§ **Description of the task**
Reproduce exactly the lines from the one containing "If you could point out the black printed" through the last line of the data, both ends included.

§ **Material supplied**
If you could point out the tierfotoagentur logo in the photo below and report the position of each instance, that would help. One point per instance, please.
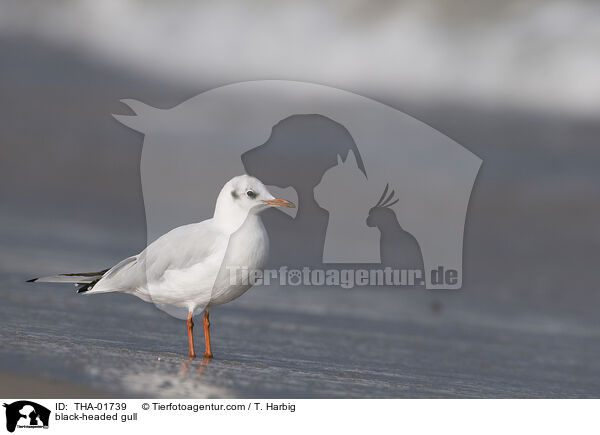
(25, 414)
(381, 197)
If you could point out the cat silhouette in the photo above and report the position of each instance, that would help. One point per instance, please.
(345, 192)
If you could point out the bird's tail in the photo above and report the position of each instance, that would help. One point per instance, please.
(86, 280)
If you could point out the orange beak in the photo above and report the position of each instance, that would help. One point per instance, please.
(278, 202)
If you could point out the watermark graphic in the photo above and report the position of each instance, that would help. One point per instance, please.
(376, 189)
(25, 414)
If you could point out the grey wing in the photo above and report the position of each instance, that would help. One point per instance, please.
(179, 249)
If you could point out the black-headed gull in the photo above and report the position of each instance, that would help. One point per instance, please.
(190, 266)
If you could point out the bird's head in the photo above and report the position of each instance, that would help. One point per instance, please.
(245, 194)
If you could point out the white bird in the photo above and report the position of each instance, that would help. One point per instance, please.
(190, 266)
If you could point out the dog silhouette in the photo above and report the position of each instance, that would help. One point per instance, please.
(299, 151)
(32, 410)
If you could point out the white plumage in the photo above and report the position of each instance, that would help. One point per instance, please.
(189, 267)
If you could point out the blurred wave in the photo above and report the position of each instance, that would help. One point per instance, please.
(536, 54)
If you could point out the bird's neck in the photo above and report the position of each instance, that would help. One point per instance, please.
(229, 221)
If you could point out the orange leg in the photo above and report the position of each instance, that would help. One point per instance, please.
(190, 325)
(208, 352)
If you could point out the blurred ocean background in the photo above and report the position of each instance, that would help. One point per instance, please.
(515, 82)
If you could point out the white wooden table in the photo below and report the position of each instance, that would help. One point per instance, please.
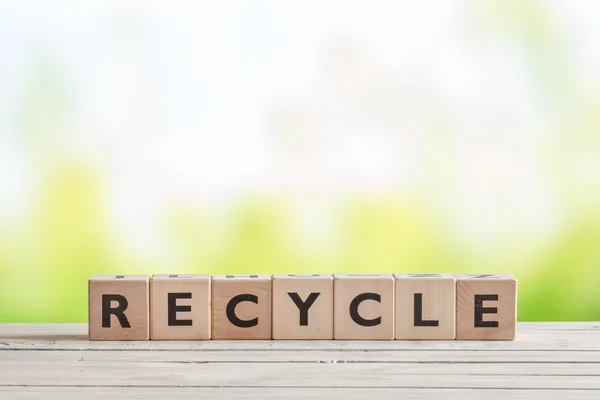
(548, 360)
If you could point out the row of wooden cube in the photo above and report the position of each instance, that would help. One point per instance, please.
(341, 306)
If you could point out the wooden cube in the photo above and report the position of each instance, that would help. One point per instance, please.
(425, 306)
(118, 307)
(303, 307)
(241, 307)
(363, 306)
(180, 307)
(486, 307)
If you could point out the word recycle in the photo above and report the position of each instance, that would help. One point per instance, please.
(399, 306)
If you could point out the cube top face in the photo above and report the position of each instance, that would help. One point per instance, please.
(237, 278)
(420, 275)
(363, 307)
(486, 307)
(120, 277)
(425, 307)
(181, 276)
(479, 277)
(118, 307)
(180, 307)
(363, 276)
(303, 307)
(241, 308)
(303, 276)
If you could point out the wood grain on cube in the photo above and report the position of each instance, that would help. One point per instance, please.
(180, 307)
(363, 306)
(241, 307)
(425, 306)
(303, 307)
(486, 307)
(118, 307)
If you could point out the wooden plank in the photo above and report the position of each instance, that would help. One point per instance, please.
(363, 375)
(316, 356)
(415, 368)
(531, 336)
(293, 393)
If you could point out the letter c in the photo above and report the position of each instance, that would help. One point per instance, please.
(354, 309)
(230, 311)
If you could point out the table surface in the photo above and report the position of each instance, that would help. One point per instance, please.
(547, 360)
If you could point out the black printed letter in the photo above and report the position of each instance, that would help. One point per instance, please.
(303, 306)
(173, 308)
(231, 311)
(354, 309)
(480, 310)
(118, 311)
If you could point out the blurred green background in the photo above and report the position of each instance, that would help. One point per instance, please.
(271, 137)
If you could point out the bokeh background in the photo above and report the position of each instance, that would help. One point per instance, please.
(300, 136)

§ **Final result**
If you could point out the black printed letter in the photo above and report the position of each instance, that would help. One point per instance, please.
(303, 306)
(173, 308)
(231, 311)
(354, 309)
(480, 310)
(118, 311)
If you could point out the blurred green background in the photo above and report the position of each instance, that would help. One point per instance, please.
(271, 137)
If you could point out the bokeh background in the photo above and report the position of each instance, that would help. One point per instance, please.
(300, 136)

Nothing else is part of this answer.